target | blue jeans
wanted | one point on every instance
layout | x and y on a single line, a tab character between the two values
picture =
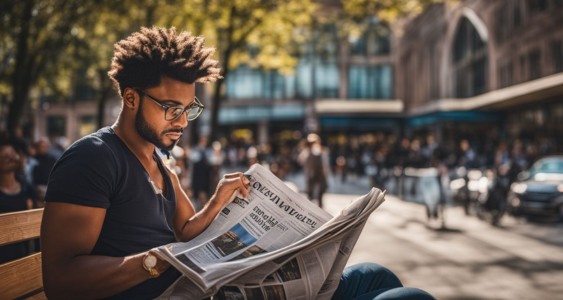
371	281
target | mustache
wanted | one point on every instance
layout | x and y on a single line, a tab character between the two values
175	130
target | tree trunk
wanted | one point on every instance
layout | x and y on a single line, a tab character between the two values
21	82
105	89
217	97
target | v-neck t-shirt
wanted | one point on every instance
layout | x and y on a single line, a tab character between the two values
100	171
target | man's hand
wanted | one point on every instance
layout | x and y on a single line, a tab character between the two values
230	184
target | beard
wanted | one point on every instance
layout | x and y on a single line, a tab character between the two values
149	134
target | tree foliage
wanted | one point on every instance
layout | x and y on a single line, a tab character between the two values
54	48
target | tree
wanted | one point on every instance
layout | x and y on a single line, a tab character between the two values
35	34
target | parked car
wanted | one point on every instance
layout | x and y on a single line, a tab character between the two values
539	190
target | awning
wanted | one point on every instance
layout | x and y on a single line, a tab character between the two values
453	116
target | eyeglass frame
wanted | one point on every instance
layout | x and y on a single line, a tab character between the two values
195	104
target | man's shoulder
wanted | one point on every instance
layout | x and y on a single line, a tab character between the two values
100	143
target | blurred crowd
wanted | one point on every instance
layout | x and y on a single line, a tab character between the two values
25	165
24	172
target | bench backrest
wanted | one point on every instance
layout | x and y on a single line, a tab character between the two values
21	278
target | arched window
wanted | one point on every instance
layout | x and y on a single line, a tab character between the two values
375	40
469	61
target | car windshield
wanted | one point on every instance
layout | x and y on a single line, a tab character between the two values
548	166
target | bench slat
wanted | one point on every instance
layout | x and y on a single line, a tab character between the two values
20	226
21	277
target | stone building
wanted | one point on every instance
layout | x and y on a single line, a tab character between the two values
484	70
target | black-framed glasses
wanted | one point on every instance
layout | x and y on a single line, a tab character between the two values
172	113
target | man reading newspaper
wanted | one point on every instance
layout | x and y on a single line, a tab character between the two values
116	218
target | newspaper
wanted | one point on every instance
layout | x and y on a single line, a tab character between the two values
276	244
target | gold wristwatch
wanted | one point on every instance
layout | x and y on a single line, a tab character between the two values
149	264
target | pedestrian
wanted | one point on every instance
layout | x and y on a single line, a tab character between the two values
201	173
316	166
44	164
110	200
15	195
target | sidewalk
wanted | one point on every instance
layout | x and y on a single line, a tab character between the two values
469	259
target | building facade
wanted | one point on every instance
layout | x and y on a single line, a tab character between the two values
484	70
476	69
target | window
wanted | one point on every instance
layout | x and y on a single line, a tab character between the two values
534	61
375	40
56	126
557	55
370	82
255	83
469	61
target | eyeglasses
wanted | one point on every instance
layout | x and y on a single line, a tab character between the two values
172	113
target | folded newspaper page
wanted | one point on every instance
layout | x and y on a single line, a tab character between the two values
274	245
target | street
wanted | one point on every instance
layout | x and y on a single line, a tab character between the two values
468	259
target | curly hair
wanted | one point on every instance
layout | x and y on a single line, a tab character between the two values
140	60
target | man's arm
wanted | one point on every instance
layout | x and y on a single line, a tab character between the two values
187	223
68	235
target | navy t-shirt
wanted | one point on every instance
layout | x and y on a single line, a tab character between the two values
100	171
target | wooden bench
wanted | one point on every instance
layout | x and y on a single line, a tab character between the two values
21	278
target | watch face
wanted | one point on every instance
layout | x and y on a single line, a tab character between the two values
150	261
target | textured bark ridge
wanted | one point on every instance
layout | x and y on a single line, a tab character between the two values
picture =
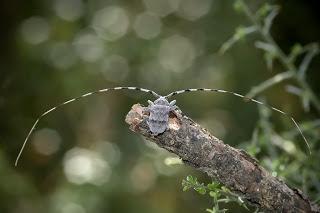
232	167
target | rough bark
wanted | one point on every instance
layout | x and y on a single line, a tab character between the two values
232	167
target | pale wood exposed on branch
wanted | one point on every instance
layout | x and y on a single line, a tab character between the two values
232	167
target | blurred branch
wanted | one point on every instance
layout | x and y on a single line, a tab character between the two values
232	167
285	60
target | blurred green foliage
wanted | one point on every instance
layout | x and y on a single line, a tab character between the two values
83	158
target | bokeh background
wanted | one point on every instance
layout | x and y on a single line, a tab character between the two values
83	158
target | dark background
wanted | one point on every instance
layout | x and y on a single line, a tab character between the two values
94	163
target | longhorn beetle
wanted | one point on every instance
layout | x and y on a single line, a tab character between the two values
159	110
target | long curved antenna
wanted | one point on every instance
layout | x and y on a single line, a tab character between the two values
73	100
245	98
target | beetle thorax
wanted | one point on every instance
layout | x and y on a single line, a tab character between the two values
161	101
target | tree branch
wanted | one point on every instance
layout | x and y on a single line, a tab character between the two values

Exercise prompt:
Copy the rows from the line holding "target | pale wood exposed on branch" through the end of the rows, inclusive, with every "blurred" replaced by "out-of-focus" and nothing else altered.

Task solution:
target | pale wood exposed on branch
wanted | one point on every instance
layout | x and y on a single line, a tab character between the two values
232	167
target | out-of-focus branch
wanted | one point on every instance
layout | x and y on a single line, a tab character between the two values
232	167
285	60
target | out-of-focus green foliage
wanted | one point on every instance
layout | x and y on a single line, a tab character between the two values
83	158
target | bokeh background
wanted | one point on every instance
layout | x and y on a single line, a tab character between the two values
83	158
target | dark background
wanted | one point on every instance
layout | x and y on a single line, a tab character between the two values
94	163
target | longhorn beetle
wanted | one point on every instance
layout | x and y on a single line, a tab character between the two values
159	110
target | long curved antenna
wanted | one point on every instance
layout | x and y on a single line, a tab character between the two values
73	100
245	98
target | beetle thorax
wanted | one point on every instance
layout | x and y on a single line, a tab character between the two values
161	101
target | tree branch
wanted | one point on every instance
layout | x and y on a single line, a tab character between the two values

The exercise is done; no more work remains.